[Excerpt provided Boundary: Start]

Sure is! The latest "news" was that Wynne is going to subsidize electricity for families with income under $50K (I think it was). These families are projected to save $38/month. The others are expected to lose $0.70/month. So do the math and there are 38/0.7 = ~54 families in Ontario to subsidize every family with income under $50K. I did not realize that the ratio of families over $50K to families under $50 was a whopping 54:1 .. or maybe just some more Liberal nonsense. If I had to pick, I am going to go with nonsense.

Maybe I don't recall the numbers from the newscast correctly, but my instant response was BS.

hboy43


----------



## jamesbe (May 8, 2010)

You heard that first newscast correctly as that is what I heard as well. They updated it yesterday to $10 a month for those paying.... 70 cents didn't bother me much $10... a lot more.


----------



## nathan79 (Feb 21, 2011)

Scary... but I'm sure BC is not far behind.

100K is still a shitload of money to me...


----------



## Cal (Jun 17, 2009)

IMO if the average cop in Toronto makes about 91k, it doesn't take much paid duty to be on the list.....what you don't see is the average teacher on the list, who tutors on the side, or has a part time job, as those jobs on the side come from another source, so they don't show up on the list even though they put in extra time and make over 100k.

I agree the threshold of 100k is rather arbitrary, not saying it is not alot of money. 150k would be interesting to see.

It is surprising to see how out of whack IMO some of the higher earners on the list are, considering what they do.


----------



## gt_23 (Jan 18, 2014)

CPA Candidate said:


> I read this earlier on the G&M, Ontario is such a mess. The natural end point of idealistic social democracy mingled with brain dead environmentalism: bunch of broke, have-nots, with excessive taxes and power costs while entitled government pigs and unions feed at the trough. The average middle class private sector worker is just more flesh for the thresher.


Pretty much sums it up. The scary thing is that now with 20% working in the public sector and another 10% being "super-managers" in the private sector, these two groups combined have enough power to sway the vote in any election in their own-self interest, which is probably why Kathleen Wynne received a majority vote despite her and the party's record.


----------



## gt_23 (Jan 18, 2014)

Cal said:


> IMO if the average cop in Toronto makes about 91k, it doesn't take much paid duty to be on the list.....what you don't see is the average teacher on the list, who tutors on the side, or has a part time job, as those jobs on the side come from another source, so they don't show up on the list even though they put in extra time and make over 100k.
> 
> I agree the threshold of 100k is rather arbitrary, not saying it is not alot of money. 150k would be interesting to see.
> 
> It is surprising to see how out of whack IMO some of the higher earners on the list are, considering what they do.


Many cops and firefighters also have jobs on the side, especially in Toronto where they have lots of time off.

What I've always wondered is why Doctor's aren't on the list. Will Ontarians still cherish their health care when it costs 80 cents of every tax dollar and you still have to wait a week for an appointment?


----------



## OnlyMyOpinion (Sep 1, 2013)

[Excerpt provided Boundary: End]

• What you need to do
1. According to the forum thread, what monthly amount did the updated newscast give for families paying toward the electricity subsidy?
2. Resume the forum thread about Ontario public-sector salaries and electricity costs, picking up after its final line.

[Given information Boundary: Start]

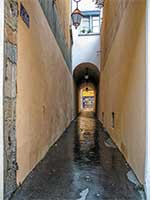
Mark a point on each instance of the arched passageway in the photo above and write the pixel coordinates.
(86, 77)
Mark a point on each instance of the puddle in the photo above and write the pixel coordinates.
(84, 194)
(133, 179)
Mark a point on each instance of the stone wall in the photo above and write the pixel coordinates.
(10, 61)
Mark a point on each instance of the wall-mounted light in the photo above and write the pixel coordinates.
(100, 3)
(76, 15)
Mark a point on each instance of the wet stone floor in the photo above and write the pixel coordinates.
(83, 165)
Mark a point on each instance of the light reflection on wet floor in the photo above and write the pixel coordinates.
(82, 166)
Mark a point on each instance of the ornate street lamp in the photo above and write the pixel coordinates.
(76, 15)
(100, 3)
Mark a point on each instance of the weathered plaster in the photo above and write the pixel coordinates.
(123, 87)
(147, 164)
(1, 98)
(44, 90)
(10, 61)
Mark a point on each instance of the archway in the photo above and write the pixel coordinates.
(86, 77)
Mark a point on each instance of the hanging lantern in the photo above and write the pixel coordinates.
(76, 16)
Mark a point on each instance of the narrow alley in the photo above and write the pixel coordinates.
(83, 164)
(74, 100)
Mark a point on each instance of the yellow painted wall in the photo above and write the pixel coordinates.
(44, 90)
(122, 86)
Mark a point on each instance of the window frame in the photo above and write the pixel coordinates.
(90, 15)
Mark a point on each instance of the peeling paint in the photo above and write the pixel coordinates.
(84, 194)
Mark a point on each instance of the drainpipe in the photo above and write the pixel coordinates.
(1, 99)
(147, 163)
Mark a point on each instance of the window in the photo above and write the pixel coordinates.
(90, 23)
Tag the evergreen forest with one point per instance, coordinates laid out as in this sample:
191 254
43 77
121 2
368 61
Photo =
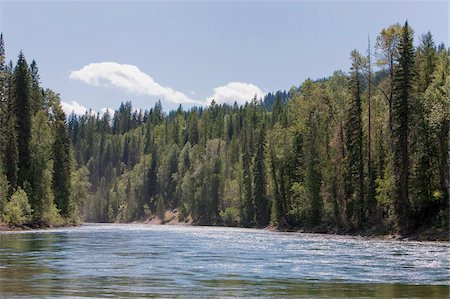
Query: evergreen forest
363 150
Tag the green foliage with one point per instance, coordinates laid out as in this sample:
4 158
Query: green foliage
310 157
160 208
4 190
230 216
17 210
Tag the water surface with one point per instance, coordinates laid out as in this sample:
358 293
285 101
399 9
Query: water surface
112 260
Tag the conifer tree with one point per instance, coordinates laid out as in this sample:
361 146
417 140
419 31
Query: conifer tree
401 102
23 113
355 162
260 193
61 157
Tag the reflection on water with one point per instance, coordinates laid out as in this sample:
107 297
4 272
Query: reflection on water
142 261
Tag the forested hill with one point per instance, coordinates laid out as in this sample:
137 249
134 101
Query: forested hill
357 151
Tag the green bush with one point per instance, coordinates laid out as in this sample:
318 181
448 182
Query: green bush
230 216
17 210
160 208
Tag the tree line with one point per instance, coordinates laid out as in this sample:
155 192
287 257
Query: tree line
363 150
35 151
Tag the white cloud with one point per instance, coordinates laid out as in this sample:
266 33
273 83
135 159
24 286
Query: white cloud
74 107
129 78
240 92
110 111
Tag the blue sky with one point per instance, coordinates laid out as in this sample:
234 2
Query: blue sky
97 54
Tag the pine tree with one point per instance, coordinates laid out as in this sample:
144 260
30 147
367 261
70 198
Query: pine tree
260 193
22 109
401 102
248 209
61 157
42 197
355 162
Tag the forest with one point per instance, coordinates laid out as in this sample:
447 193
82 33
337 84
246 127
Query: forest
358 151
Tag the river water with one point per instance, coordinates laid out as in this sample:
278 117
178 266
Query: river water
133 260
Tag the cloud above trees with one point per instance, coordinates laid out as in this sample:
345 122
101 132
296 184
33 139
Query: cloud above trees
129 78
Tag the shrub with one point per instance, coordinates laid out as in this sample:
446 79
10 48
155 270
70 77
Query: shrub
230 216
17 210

[Given information Boundary: End]
[Given information Boundary: Start]

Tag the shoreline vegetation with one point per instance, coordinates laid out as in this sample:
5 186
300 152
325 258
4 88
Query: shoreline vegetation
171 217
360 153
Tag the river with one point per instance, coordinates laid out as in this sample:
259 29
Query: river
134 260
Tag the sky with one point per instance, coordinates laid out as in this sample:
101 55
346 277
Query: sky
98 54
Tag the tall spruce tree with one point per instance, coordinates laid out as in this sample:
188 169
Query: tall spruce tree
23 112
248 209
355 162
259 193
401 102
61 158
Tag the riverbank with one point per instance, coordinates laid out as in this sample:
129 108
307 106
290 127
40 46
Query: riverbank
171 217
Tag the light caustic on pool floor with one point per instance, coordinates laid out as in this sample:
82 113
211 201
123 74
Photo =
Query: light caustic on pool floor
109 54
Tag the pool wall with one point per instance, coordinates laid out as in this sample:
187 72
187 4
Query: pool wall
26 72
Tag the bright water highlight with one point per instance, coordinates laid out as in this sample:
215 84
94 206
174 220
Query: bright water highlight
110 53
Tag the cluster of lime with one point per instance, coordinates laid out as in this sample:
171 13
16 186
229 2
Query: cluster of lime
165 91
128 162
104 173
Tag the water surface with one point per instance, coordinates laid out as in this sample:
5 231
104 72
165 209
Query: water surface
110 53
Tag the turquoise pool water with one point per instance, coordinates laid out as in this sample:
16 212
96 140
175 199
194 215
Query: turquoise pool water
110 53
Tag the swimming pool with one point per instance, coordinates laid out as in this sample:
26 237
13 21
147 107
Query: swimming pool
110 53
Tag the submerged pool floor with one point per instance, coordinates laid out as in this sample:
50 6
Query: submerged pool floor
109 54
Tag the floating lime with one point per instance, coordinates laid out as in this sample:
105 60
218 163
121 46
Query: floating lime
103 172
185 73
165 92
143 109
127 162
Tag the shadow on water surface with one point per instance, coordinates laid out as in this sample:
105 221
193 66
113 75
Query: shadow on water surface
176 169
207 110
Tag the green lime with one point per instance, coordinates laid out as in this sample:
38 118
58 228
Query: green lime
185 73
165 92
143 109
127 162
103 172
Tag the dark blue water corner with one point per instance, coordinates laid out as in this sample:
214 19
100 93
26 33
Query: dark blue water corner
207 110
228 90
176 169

[Given information Boundary: End]

• Answers to the tasks
1. $10 a month.

2.
Jut to note that the list is available in xls format, link at the bottom of the G&M article: http://www.theglobeandmail.com/news/national/which-public-servants-earn-more-than-100000-search-the-sunshine-list/article17699726/
A handy way to see the 255 LCBO jobs on the list that are providing for us, or the 14,966 university jobs that are educating us, etc.


----------



## jamesbe (May 8, 2010)

The bad part if the ones out of whack. The chief of staff for the premier makes more than the white house chief of staff? 

The Mayor of Ottawa makes 168k?


----------



## bgc_fan (Apr 5, 2009)

For a little different perspective, and before everyone talks about the adjustment for inflation, the Globe and Mail published such a comparison:

http://www.theglobeandmail.com/news...ntarios-sunshine-list/article23666953/#adjust

While there is a steady increase, it is not as big as it may original appear.


----------



## Retired Peasant (Apr 22, 2013)

hboy43 said:


> Sure is! The latest "news" was that Wynne is going to subsidize electricity for families with income under $50K (I think it was). These families are projected to save $38/month.


Here's a pdf with some details. You'd have to have 7 people in the $50K household to get $38/month (chart on page 2)

http://www.ontarioenergyboard.ca/oeb/_Documents/EB-2014-0227/OESP_FAQ_20150326.pdf


----------



## GoldStone (Mar 6, 2011)

bgc_fan said:


> For a little different perspective, and before everyone talks about the adjustment for inflation, the Globe and Mail published such a comparison:
> 
> http://www.theglobeandmail.com/news...ntarios-sunshine-list/article23666953/#adjust
> 
> While there is a steady increase, it is not as big as it may original appear.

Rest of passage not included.